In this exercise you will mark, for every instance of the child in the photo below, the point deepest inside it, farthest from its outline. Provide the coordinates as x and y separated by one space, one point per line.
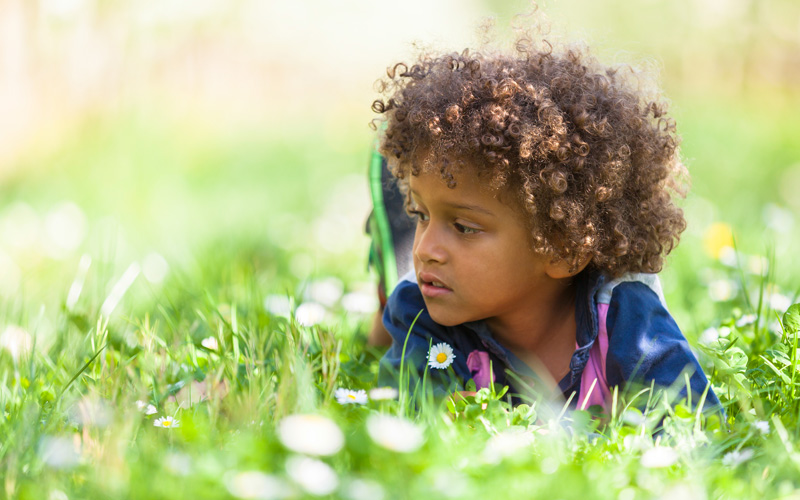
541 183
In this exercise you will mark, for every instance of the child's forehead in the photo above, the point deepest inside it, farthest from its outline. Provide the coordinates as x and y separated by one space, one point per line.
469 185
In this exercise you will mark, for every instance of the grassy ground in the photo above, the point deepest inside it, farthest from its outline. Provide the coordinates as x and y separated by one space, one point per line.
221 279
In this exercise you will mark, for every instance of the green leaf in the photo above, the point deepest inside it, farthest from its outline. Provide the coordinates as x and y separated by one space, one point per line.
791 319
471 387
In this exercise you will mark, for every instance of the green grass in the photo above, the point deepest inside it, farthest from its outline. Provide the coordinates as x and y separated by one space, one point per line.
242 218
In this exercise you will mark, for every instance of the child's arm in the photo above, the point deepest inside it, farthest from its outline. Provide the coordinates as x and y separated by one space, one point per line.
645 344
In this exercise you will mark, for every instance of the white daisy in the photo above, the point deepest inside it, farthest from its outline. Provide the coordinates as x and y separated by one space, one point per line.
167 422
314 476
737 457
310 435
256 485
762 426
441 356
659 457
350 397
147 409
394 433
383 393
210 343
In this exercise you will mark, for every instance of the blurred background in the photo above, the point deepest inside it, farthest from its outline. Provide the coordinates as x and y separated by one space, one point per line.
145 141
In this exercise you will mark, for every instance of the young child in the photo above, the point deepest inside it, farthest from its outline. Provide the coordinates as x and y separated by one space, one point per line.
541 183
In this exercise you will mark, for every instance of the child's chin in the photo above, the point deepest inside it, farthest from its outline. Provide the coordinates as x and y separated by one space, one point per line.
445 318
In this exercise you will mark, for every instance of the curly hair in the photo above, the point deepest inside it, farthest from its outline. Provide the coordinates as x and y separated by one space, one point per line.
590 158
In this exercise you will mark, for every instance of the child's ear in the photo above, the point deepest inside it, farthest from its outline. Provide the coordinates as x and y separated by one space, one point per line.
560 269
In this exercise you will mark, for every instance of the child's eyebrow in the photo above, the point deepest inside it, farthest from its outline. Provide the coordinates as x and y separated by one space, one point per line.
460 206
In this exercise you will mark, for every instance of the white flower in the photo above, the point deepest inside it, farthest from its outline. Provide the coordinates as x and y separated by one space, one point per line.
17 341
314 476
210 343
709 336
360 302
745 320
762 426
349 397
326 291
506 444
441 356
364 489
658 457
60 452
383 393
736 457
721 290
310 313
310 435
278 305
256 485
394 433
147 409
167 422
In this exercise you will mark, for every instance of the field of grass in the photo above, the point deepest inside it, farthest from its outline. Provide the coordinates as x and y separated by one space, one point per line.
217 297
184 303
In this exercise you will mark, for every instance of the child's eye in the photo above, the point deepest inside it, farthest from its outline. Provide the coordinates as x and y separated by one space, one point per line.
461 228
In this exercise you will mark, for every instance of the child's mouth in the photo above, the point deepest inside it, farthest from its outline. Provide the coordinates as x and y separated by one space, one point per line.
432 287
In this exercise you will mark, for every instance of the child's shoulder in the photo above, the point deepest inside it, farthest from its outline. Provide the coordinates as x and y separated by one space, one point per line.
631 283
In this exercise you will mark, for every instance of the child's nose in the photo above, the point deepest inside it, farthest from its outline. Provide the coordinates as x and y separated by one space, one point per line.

————————

• [Aim of the task]:
Turn all of the items above into a numbered list with no blank lines. Leave the pictures out.

• [Full solution]:
1. In this exercise you will mark, for every instance of the child in the photo below, the point deepest inside it, farthest from its outline. Provide the coordinates as x and y separated by one space, one point per line.
2. 541 183
3. In this exercise you will mark, for every instance of the child's forehead in the photo above, the point deepest inside it, farthest from its outline. Provide the coordinates as x and y separated by one space, one point per line.
4. 469 185
5. In this exercise you will mark, for every instance of the grassy ground in the photo above, the point deepest inside it, farthest from its outline. Provide the coordinates as x and y separated by one space, one point per line.
6. 221 279
7. In this exercise you will mark, for every instance of the green leaf in the photo above, the point deepest inside it, farthest from its outline. Provide the coordinates as x and y separated by one space, one point per line.
8. 791 319
9. 471 387
10. In this exercise you will mark, for every instance of the green grass in the photo above, the point deepest inside it, farthest from its outline. Provide the coordinates as x and y separated by one space, one point per line.
11. 242 218
12. In this exercise you will mark, for every instance of the child's arm in the photo above, the point deepest inside it, farthest from its outline. Provide the coordinates as x and y separated by one space, one point per line.
13. 645 344
14. In this exercise you will mark, for every instance of the white daisy in the photo above, the point deepest inside it, farthest from its outline. Provide the coordinates as x and y separated by one space, one point per line.
15. 167 422
16. 314 476
17. 737 457
18. 310 435
19. 256 485
20. 762 426
21. 441 356
22. 659 457
23. 350 397
24. 147 409
25. 394 433
26. 383 393
27. 210 343
28. In this exercise you will mark, for every instance of the blurred background in the photo above, the point deepest inside it, farthest from its outline. Provide the coordinates as x and y separated by one space, one point per line.
29. 145 141
30. In this exercise you will mark, for every instance of the young child in the photo above, the point deepest inside it, farthest from its outline. Provide the coordinates as x and y separated by one space, one point per line.
31. 541 183
32. In this exercise you will mark, for every instance of the child's chin in the photo above, the point deepest inside it, farthest from its outline. Provide the coordinates as x and y separated by one space, one point per line.
33. 445 318
34. In this exercise you will mark, for every instance of the curly hair in the photo above, the point deepest inside it, farthest from its outline. Provide the coordinates as x and y separated by one space, one point per line.
35. 590 158
36. In this exercise you will mark, for every instance of the child's ear in the photo above, the point deepest inside it, farthest from its outline. Provide the coordinates as x and y separated by one space, one point per line.
37. 560 269
38. In this exercise you will mark, for every instance of the child's eyebrow in the photo above, the point deepest inside it, farthest from its outline. Provide the coordinates as x and y separated by one space, one point per line.
39. 460 206
40. In this exercise you will mark, for every instance of the white flower in the photo above, the point deepest inside it, farthest from its outline. Provide the coordinates as x and y separated by one space, one point per line.
41. 17 341
42. 314 476
43. 210 343
44. 709 336
45. 360 302
46. 745 320
47. 762 426
48. 349 397
49. 326 291
50. 506 444
51. 441 356
52. 364 489
53. 658 457
54. 60 452
55. 383 393
56. 736 457
57. 721 290
58. 310 313
59. 310 435
60. 278 305
61. 256 485
62. 394 433
63. 147 409
64. 167 422
65. In this exercise you will mark, for every instance of the field of grass in the photo above, the point deepest inside it, farthest from its outline. Provide the coordinates as x and y separated by one space, one point per line.
66. 217 297
67. 184 303
68. In this exercise you will mark, for every instance of the child's eye in the photo above, the point deepest inside it, farthest from its outline. Provide the coordinates as x and y separated by one space, one point per line.
69. 461 228
70. In this exercise you will mark, for every instance of the child's mouth in the photo above, the point deepest inside it, farthest from its outline. Provide the coordinates as x and y separated by one space, one point per line.
71. 432 287
72. In this exercise you will mark, for every instance of the child's shoulder in the photo above, the point deepest inside it, farthest from its outline. Provide the coordinates as x and y separated by one space, one point per line.
73. 631 283
74. In this exercise you will mark, for every instance of the child's nose in the photo above, the point deepest inside it, farthest from its outline. Provide the coordinates as x and y separated by one space, one point per line.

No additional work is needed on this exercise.